_问题描述_
从含有“the limestone rock.”的那一行起，到含有“[0,0,960,262]”的那一行为止（两行都算在内），把这段内容以两列CSV的形式给出，列名为“文本”和“答案”。每段文字和它对应的答案合成一行，各放进一个带引号的字段，里面的换行都改成空格。

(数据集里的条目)
====================
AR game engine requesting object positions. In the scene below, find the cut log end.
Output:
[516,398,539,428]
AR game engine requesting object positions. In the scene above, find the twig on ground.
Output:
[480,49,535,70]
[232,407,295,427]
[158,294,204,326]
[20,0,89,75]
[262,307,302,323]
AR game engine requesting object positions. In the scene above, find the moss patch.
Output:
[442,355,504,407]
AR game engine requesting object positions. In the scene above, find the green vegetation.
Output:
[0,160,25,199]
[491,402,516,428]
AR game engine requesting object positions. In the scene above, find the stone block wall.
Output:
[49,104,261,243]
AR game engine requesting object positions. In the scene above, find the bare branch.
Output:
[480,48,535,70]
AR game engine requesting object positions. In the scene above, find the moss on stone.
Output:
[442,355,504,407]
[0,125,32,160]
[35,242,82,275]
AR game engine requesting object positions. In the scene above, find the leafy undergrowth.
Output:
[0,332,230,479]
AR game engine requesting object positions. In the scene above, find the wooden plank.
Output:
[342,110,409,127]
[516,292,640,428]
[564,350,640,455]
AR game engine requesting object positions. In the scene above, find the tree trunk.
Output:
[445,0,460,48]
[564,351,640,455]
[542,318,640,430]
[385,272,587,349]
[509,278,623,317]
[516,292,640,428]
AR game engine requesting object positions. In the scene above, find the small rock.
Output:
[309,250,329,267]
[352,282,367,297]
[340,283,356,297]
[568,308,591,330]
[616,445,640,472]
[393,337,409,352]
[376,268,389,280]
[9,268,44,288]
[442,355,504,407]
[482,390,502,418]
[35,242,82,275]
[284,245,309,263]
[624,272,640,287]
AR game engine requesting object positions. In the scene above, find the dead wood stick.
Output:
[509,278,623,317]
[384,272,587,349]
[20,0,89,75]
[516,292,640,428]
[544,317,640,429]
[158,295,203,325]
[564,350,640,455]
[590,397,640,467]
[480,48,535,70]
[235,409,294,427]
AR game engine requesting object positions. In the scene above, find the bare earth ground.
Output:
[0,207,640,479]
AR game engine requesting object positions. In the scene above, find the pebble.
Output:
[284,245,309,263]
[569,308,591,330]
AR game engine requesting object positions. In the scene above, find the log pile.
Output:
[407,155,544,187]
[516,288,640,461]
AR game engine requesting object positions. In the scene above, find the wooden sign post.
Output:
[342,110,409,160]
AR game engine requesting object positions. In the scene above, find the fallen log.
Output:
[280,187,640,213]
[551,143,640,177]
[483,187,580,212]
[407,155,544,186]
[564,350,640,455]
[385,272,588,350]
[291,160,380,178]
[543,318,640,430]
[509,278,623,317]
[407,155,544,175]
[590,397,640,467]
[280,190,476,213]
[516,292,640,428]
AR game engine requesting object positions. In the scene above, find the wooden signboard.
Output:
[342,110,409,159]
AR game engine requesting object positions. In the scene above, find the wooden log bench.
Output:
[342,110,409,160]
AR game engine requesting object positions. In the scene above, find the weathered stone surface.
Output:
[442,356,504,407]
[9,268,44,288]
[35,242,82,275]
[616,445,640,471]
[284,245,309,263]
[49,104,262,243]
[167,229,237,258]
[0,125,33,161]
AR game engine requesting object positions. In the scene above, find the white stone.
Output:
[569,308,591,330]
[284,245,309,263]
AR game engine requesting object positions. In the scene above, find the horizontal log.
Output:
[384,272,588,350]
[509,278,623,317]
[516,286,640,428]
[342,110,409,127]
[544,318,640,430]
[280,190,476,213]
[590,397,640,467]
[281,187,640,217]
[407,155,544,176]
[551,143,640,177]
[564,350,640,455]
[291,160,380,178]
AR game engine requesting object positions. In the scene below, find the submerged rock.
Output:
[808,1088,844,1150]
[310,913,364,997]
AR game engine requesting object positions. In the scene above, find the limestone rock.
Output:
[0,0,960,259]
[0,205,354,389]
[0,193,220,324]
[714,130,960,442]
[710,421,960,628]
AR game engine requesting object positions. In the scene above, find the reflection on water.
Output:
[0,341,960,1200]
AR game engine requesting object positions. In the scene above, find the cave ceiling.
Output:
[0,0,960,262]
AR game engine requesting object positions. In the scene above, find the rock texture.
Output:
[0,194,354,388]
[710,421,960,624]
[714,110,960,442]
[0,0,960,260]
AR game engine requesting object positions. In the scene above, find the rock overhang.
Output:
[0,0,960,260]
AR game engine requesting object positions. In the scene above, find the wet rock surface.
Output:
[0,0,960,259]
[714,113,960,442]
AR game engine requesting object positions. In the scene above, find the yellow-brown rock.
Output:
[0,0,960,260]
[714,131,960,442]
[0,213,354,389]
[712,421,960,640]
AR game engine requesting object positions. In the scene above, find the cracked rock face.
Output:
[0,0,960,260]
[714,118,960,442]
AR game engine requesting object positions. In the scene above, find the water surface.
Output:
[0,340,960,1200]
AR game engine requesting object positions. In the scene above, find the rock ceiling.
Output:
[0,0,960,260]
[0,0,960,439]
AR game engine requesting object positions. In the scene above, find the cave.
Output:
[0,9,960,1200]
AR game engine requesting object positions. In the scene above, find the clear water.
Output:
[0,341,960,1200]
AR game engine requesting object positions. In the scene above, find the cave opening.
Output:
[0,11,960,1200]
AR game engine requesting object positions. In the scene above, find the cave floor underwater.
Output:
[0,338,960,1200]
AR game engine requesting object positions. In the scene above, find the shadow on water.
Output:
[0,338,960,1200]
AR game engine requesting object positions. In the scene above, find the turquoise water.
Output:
====================
_书面回答_
文本,答案
"AR game engine requesting object positions. In the scene above, find the limestone rock. Output:","[0,0,960,259] [0,205,354,389] [0,193,220,324] [714,130,960,442] [710,421,960,628]"
"AR game engine requesting object positions. In the scene above, find the reflection on water. Output:","[0,341,960,1200]"
"AR game engine requesting object positions. In the scene above, find the cave ceiling. Output:","[0,0,960,262]"